■ Records to process ■
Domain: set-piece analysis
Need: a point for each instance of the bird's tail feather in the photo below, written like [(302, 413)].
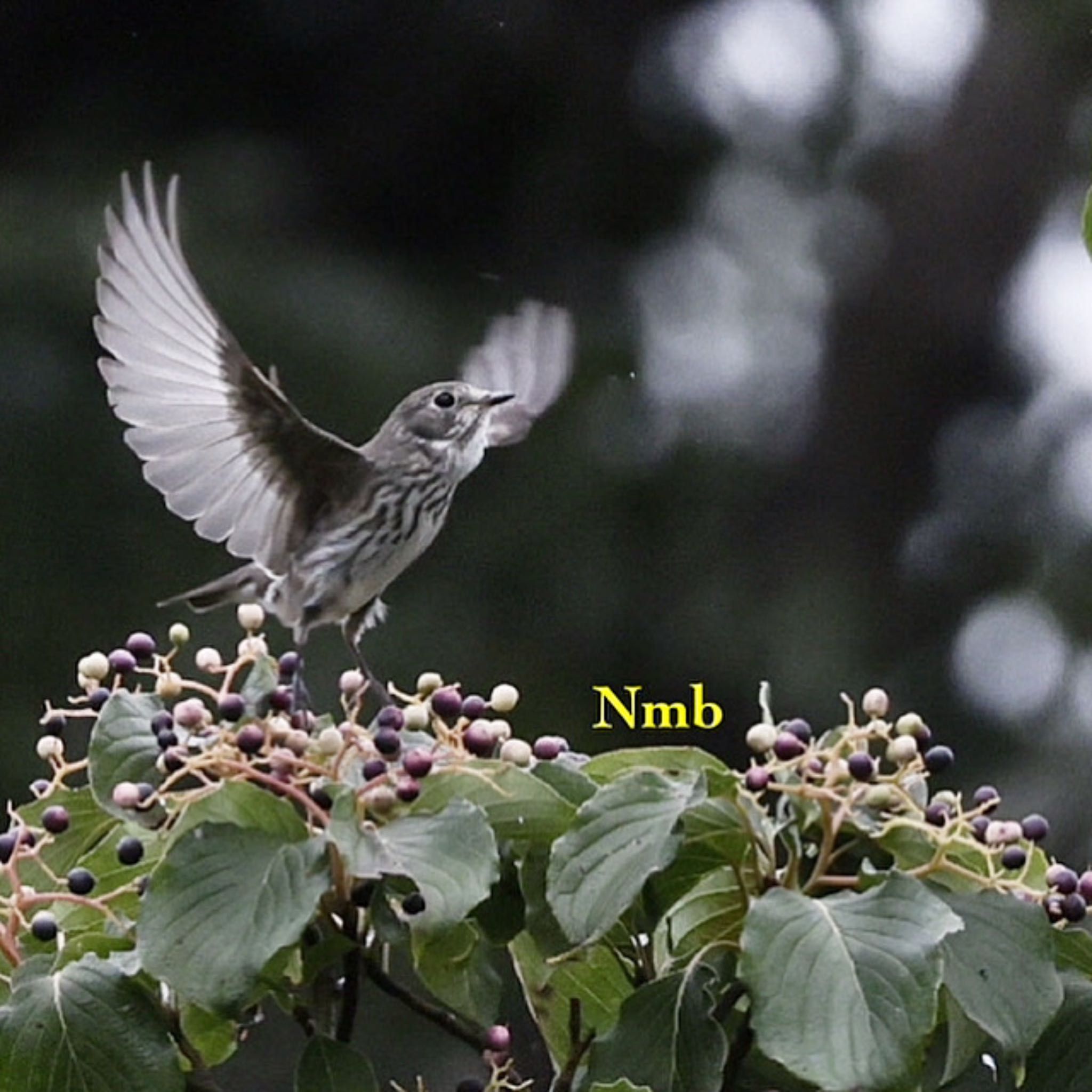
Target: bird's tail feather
[(244, 584)]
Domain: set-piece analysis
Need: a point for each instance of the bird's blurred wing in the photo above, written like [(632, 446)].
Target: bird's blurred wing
[(218, 438), (528, 354)]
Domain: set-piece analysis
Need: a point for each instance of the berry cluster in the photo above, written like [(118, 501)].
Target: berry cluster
[(876, 778)]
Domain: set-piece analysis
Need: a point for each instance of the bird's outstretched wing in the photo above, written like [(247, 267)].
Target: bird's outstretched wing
[(218, 438), (528, 354)]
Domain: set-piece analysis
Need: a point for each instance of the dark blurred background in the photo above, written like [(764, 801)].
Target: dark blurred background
[(832, 419)]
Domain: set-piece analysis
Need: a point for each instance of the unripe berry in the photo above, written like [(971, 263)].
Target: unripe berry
[(937, 759), (208, 660), (1014, 857), (232, 707), (761, 737), (428, 681), (757, 778), (251, 616), (50, 747), (168, 685), (251, 740), (44, 925), (130, 851), (504, 698), (122, 661), (517, 752), (415, 717), (351, 681), (876, 702), (419, 762), (862, 766), (56, 820), (447, 702), (94, 665), (81, 881), (788, 746), (478, 738)]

■ Exercise prompt ■
Each record has to be set down verbatim, and the pictures must not appear in the copy.

■ Response below ■
Domain: set-piece analysis
Need: a point for each instance of the bird's tail feather in the photo below, written like [(302, 413)].
Target: bird's tail feather
[(244, 584)]
Domain: set-piece analysis
Need: a point for each instance of the bird's blurred wing in the photo above, written like [(632, 446)].
Target: bird's blurred wing
[(218, 438), (528, 354)]
Domain: set-piece analysis
Need: a point for each instance of the berry cluster in the photo above, written like [(118, 501)].
Target: berry cluster
[(876, 778)]
Domain: set-piece analysis
Need: a point for each instance of the bird's outstretched wing in the photo above, written like [(247, 267)].
Target: bird's outstretched wing
[(218, 438), (528, 354)]
Domain: set-piece analysis
Need: a point for each instance of the dark blurred background in the photo above, written like [(764, 801)].
Target: dark blurred background
[(832, 419)]
Domain: set-piece analysis
Need: a point for each instance of the unripe berry in the photo above, written like [(971, 263)].
Target: unripe berry
[(937, 759), (208, 660), (1014, 857), (232, 707), (761, 737), (428, 681), (757, 778), (251, 616), (50, 747), (168, 685), (251, 740), (44, 925), (130, 851), (504, 698), (122, 661), (517, 752), (415, 717), (351, 681), (876, 702), (419, 762), (862, 766), (56, 820), (447, 702), (94, 665), (81, 881), (788, 746), (478, 738)]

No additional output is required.